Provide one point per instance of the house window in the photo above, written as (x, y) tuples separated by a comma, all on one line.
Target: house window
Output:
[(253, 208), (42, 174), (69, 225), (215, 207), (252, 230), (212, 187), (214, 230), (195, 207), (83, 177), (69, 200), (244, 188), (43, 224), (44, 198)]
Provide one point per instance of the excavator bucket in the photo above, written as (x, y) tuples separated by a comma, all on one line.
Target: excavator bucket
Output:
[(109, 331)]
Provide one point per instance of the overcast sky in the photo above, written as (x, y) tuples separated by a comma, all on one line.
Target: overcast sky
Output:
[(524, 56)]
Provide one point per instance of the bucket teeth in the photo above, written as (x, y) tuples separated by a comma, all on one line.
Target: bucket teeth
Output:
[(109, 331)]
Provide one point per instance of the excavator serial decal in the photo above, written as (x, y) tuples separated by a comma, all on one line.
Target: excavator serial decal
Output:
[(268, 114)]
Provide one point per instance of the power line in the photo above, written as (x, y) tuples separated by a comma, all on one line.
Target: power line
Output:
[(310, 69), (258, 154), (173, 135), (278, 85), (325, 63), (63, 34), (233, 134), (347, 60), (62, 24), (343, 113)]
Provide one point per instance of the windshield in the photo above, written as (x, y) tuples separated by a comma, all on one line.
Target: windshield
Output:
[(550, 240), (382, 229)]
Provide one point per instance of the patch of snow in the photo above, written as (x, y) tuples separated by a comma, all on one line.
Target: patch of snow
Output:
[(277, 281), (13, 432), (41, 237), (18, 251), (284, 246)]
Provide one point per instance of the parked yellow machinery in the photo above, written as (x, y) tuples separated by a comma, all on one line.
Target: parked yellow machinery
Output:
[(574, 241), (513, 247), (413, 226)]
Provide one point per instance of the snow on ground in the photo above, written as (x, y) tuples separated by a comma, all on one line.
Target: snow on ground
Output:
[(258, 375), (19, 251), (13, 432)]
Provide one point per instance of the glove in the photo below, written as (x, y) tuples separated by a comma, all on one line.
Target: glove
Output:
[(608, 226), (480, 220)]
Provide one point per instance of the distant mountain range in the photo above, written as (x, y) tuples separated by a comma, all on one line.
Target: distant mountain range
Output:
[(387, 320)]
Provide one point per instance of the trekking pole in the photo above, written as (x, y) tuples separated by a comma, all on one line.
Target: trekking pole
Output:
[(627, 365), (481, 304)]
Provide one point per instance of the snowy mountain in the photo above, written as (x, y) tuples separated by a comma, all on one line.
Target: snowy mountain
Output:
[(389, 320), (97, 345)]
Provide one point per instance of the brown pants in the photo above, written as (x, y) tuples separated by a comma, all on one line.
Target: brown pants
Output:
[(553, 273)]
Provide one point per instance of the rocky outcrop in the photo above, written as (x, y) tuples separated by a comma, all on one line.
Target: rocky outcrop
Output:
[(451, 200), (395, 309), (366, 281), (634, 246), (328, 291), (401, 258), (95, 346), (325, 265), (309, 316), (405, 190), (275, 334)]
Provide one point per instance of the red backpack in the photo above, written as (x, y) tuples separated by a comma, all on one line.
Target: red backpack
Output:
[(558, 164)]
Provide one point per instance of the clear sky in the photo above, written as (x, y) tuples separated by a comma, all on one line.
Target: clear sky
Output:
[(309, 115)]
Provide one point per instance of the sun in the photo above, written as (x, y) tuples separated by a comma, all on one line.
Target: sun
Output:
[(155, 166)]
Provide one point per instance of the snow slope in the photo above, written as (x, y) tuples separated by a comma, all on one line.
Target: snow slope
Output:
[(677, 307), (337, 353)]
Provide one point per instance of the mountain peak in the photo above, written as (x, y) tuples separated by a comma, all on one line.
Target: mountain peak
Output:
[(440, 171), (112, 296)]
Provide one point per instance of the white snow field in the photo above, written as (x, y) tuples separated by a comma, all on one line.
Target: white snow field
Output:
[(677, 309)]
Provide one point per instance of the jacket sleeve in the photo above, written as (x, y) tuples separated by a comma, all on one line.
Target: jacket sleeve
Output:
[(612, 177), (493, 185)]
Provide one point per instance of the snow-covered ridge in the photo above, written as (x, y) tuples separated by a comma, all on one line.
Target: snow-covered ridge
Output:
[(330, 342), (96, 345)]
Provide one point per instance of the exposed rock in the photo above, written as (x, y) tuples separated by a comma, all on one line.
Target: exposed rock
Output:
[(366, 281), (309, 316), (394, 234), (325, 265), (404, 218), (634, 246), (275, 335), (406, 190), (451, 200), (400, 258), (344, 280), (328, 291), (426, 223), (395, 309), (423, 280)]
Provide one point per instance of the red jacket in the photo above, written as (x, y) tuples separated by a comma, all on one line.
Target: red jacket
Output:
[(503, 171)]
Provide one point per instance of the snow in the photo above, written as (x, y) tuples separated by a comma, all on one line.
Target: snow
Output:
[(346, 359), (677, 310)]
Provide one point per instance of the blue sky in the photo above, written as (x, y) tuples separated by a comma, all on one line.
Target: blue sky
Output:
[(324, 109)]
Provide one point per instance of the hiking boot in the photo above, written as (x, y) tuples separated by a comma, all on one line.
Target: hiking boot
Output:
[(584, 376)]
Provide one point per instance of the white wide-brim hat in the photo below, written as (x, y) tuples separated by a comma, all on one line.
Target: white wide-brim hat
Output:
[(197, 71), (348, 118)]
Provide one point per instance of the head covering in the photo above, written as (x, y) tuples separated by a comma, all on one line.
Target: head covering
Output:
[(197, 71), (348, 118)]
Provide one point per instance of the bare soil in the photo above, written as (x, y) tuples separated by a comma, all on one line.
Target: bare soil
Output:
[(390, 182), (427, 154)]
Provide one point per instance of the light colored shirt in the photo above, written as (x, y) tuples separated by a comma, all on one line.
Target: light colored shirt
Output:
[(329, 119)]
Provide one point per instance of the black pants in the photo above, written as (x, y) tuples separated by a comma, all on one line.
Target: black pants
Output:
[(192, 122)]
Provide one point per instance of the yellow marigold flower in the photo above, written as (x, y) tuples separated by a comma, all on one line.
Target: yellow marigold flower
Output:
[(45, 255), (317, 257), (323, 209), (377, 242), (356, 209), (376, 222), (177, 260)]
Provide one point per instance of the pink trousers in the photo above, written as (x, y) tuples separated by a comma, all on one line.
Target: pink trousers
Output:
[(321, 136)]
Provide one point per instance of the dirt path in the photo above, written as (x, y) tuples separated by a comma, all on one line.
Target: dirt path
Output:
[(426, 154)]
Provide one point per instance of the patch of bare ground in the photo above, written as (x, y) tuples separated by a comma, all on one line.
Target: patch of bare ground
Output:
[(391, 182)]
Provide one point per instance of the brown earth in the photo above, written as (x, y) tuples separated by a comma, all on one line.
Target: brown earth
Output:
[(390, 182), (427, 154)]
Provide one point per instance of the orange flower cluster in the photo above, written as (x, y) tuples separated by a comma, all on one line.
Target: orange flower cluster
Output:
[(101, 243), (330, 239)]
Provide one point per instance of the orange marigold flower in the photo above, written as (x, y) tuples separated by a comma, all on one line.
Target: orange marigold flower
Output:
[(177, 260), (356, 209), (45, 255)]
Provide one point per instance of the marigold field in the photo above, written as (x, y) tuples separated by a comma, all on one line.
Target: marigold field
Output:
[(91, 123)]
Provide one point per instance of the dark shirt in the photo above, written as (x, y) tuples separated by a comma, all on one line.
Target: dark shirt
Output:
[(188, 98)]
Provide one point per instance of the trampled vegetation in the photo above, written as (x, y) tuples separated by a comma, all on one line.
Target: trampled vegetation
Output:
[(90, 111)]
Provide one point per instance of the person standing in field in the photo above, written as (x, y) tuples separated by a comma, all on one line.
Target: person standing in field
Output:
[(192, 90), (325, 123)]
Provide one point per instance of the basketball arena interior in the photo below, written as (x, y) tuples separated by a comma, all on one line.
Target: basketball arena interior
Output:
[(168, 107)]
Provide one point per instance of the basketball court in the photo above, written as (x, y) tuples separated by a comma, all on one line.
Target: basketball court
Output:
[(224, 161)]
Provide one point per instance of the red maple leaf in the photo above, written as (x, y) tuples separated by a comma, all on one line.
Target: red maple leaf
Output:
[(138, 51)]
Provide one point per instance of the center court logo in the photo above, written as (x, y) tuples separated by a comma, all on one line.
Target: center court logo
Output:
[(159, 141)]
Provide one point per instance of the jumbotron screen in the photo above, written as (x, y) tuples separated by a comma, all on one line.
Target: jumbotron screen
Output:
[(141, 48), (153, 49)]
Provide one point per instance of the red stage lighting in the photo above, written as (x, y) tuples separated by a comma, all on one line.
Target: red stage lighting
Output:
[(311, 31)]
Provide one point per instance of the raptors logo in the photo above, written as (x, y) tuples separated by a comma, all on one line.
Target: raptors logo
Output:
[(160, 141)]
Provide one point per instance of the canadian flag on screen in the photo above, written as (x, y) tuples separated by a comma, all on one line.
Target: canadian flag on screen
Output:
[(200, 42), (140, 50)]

::::::::::

Rewrite the material from the line with "Provide one point per instance of the snowy" up to and including the line with "[(155, 166)]", shifting every x and y coordinate in the point lists by -20 and keeping all other text as it is.

Provide one point per instance of the snowy mountain in the photo above, written as (x, y) tuples separated by a comma, all on one line.
Target: snowy mountain
Output:
[(369, 300), (77, 325)]
Provide one point per instance of the brown pants in the photo above, written as (x, y) tuples separated by a comma, all on one line.
Target: brown pants
Output:
[(533, 253)]
Provide one point per instance of the rocky outcrop in the photo above, written as (x, y) tuples separated by a comma, all on one line.
Target: rocky outcrop
Output:
[(431, 180), (375, 289), (346, 261), (614, 226), (308, 271), (381, 238), (75, 326), (305, 245), (289, 296), (385, 170), (255, 314)]
Provide one point per instance of the red backpack in the photo above, written as (x, y) tuples separated by a comma, all on one line.
Target: red backpack
Output:
[(538, 144)]
Provide one point per instance of the clear sky in the photo above, written as (x, y) tuples separated by a comma, all on one line.
Target: clear sky
Output:
[(289, 95)]
Provide one point per instance of the sun in the photo above, written as (x, y) tuples separated by a comma, all on one line.
Target: sun
Output:
[(135, 146)]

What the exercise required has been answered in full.